[Image box annotation records]
┄┄┄┄┄┄┄┄┄┄

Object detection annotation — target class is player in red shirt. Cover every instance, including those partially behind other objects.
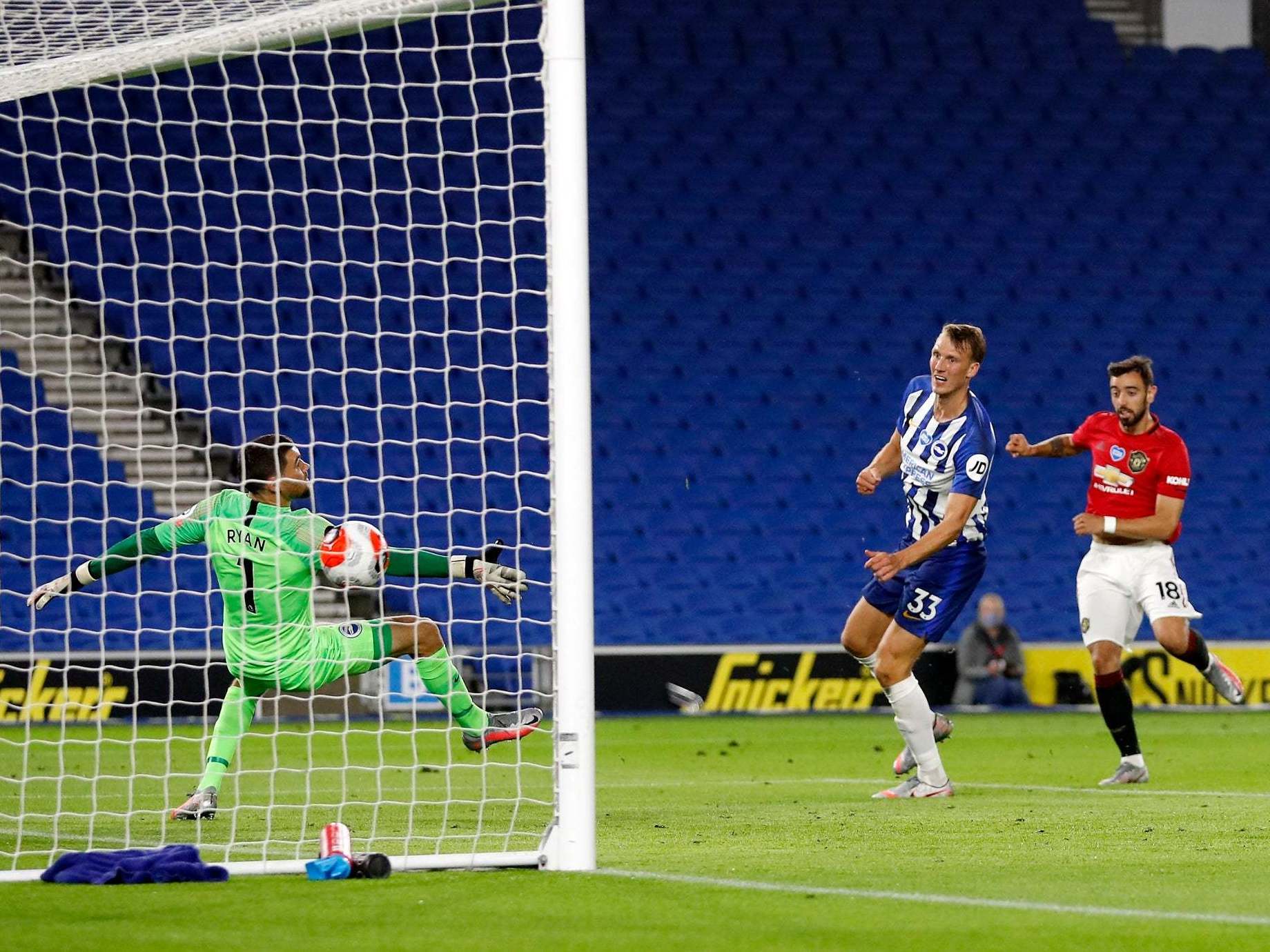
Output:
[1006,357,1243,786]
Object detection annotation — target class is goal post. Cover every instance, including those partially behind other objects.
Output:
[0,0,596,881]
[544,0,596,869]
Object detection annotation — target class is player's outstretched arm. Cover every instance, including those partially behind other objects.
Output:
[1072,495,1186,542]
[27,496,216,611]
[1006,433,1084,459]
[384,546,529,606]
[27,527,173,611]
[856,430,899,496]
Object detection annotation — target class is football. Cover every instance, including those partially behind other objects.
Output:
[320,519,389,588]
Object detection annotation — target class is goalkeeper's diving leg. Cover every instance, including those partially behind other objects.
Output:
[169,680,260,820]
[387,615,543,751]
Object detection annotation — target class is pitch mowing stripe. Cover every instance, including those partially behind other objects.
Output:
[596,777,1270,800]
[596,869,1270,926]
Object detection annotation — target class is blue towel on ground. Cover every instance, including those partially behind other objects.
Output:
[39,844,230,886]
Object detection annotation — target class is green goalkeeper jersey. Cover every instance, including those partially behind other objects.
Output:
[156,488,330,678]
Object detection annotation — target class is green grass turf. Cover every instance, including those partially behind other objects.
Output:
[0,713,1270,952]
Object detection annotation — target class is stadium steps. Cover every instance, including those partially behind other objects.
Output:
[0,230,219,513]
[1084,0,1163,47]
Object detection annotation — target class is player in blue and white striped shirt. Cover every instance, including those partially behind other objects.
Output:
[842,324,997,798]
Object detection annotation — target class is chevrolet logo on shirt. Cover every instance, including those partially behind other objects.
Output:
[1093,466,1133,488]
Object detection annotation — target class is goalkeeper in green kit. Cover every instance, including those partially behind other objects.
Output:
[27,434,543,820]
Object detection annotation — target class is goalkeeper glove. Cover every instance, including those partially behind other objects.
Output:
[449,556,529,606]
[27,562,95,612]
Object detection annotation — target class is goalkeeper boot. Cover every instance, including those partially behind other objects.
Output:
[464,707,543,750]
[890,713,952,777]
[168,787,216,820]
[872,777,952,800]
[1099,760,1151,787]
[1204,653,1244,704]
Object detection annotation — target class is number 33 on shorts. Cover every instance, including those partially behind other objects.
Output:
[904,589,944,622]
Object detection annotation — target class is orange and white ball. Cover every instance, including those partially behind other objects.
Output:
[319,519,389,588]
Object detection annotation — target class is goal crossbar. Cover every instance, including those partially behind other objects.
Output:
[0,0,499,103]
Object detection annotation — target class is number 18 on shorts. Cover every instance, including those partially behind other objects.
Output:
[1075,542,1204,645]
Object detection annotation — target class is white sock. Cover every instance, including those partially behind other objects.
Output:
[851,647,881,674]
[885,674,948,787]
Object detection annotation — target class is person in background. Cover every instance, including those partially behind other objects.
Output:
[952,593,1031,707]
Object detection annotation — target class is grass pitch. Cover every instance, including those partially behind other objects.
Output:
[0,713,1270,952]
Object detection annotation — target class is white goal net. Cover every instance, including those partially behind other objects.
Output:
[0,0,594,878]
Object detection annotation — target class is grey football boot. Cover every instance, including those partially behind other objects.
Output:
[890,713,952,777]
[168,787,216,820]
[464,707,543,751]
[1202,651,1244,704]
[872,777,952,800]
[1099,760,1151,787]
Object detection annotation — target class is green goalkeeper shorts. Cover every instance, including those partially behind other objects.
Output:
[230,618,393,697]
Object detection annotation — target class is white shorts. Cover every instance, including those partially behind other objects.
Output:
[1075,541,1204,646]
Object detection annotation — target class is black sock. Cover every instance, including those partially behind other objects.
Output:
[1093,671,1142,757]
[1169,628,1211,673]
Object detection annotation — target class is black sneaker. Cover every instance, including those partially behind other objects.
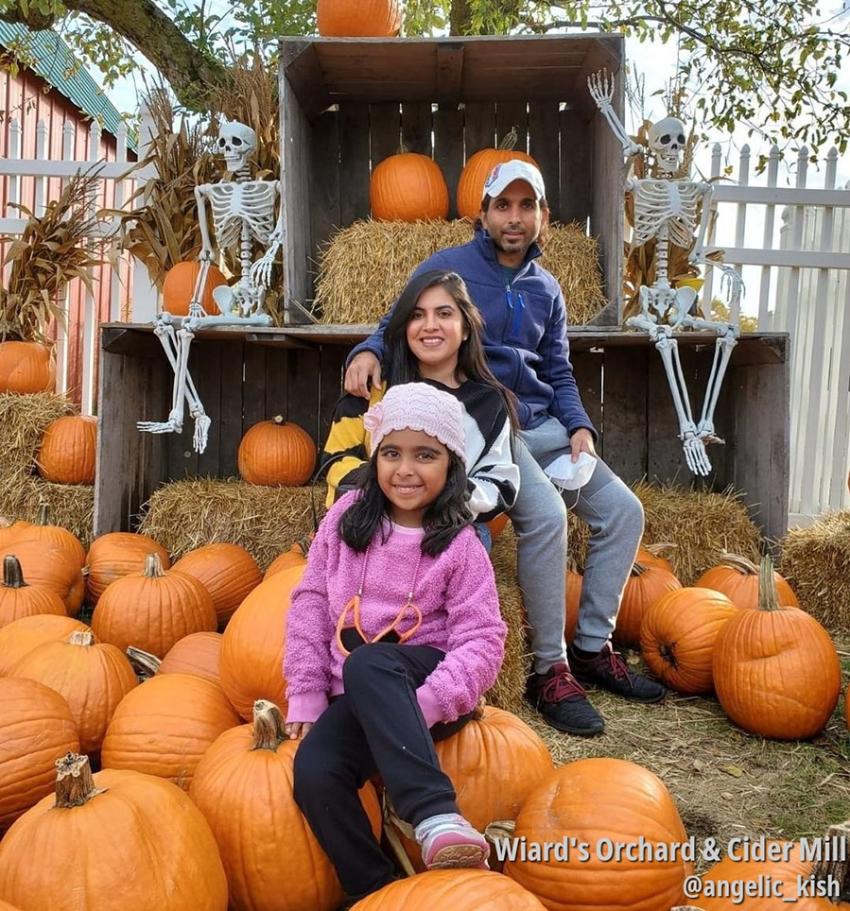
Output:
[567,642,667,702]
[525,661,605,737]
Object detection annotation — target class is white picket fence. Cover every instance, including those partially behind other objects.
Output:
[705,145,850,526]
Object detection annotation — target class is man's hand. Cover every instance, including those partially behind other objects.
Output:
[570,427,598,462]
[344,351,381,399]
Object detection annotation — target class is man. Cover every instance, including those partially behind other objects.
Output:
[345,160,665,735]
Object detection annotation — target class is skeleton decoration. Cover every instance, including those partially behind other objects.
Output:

┄┄┄┄┄┄┄┄┄┄

* What the exercise asks *
Reproduce all of the records above verbatim, omitting the pictures from your reply.

* Finished answer *
Object detection annotation — target class is player in red shirt. Cover every instance, including those partially behind other objects.
Output:
[1006,357,1243,786]
Object detection annotation — target class is goal post. Cover every instance, including those partially behind other objects.
Output:
[0,0,596,881]
[544,0,596,869]
Object detection annotation — target class is player's outstretched arm. Cover every instance, including those partially behind other objects.
Output:
[1072,495,1186,542]
[27,496,216,611]
[1006,433,1084,459]
[384,546,529,606]
[27,527,173,611]
[856,430,899,496]
Object detection annotation — target class is football. Cover every instance, including those partially behind other objects.
Output:
[320,519,389,588]
Object detection annotation — target class is goalkeeper's diving leg. Cover every instance, including those partially behind other objects.
Output:
[169,680,260,820]
[387,615,543,751]
Object detection annotation — target class is pitch mowing stripe. Cover every instance, including those partially behind other objects.
Output:
[596,777,1270,800]
[596,869,1270,926]
Object detection annotation — target class is blue towel on ground. Cover every instance, including those partially behind other objects.
Output:
[39,844,230,886]
Object detection annotation — target class is green goalkeeper jersey. Cover every instance, including those partially behind other objects.
Output:
[156,488,330,678]
Object detection annotation — target class is green grass turf. Cover every instance, including those partially behind other objects.
Output:
[0,713,1270,952]
Object detection annotation — target class is stadium steps. Cover every instance, including those partially behind other objects.
Output:
[0,230,219,513]
[1084,0,1163,47]
Object detection annotation — target class is player in blue and white striped shirt. Cover every instance, including those partially behind other objects.
Output:
[842,324,997,798]
Object detection annotation — target class is chevrolet logo on shirt. Cover every instance, including those partially behind other objects.
Output:
[1093,466,1133,488]
Object detection annotation — target class is goalkeeper in green kit. Cover every instance, including those partially behind other objects.
Output:
[27,434,543,820]
Object detection annotation — target class is goalkeeper glove. Cover every instance, including those partially behind other objects.
Output:
[449,556,529,606]
[27,562,95,612]
Object detection annotation — target class is goalkeeper boot. Cover every instance, including those partially behind other objects.
Output:
[464,707,543,750]
[890,713,952,777]
[168,787,216,820]
[872,777,952,800]
[1099,760,1151,787]
[1204,653,1244,704]
Object detection annotation — target class is number 33 on shorts. Cover every instance, including those partially behind other objects.
Output:
[904,589,944,622]
Object detection annotation — target class is orange and white ball. Cover every instance, including those partially behind other objects.
Output:
[319,519,389,588]
Object detection annotation — target class is goal crossbar. Cover every instance, including those partially behind other objects.
Output:
[0,0,499,103]
Object detection annotation — target class is number 18 on shorts. Cover every instance, including those partially behind other objects.
Output:
[1075,542,1204,645]
Object detection annotation — target class is white sock. Cover every instance, including those partially behind other objects.
Output:
[851,647,881,674]
[885,674,948,787]
Object detection annotation — target class is person in background. Cover every instance, including those partially behind other objects.
Output:
[952,593,1031,707]
Object detection annotation — target class is grass pitch. Cover every instance, including those partially behind other objects.
Output:
[0,713,1270,952]
Object detection annotation — target class is white goal net. Cover every instance, including those partially behind other objects.
Output:
[0,0,594,878]
Object detection annotation — target class is grey football boot. Cover every instance, including those partially behind other objects.
Output:
[890,713,952,777]
[168,787,216,820]
[464,707,543,751]
[1202,651,1244,704]
[872,777,952,800]
[1099,760,1151,787]
Object detection annotation — target class is green goalkeeper shorts. Cover every instance, including those partially behind other objects.
Output:
[230,618,393,697]
Object detection annotation — target class is white shorts. Cover every instance, including those partially behind other objects.
Output:
[1075,541,1204,646]
Object detection annotation — target class is black sock. Cover every instance, including those partially behind other objects.
Output:
[1093,671,1142,757]
[1169,628,1211,673]
Object detection annotation — target class is black sneaker. Cover every instance, including those partially behind other objects.
Output:
[567,642,667,702]
[525,661,605,737]
Object detection annotation — target class is white picket fence. Cover every instance, including those partially behind other objects.
Output:
[705,145,850,526]
Object detection annotation — target class is man's hand. Cover every instance, including those partially behind other objects.
Output:
[570,427,598,462]
[344,351,381,399]
Object detection annotation — target class is man. Cover every instance, including those partially behind other objects.
Output:
[345,160,665,735]
Object detection annotation — target class is skeleton decoration. Cover every instance, including those partially behind other objects.
Output:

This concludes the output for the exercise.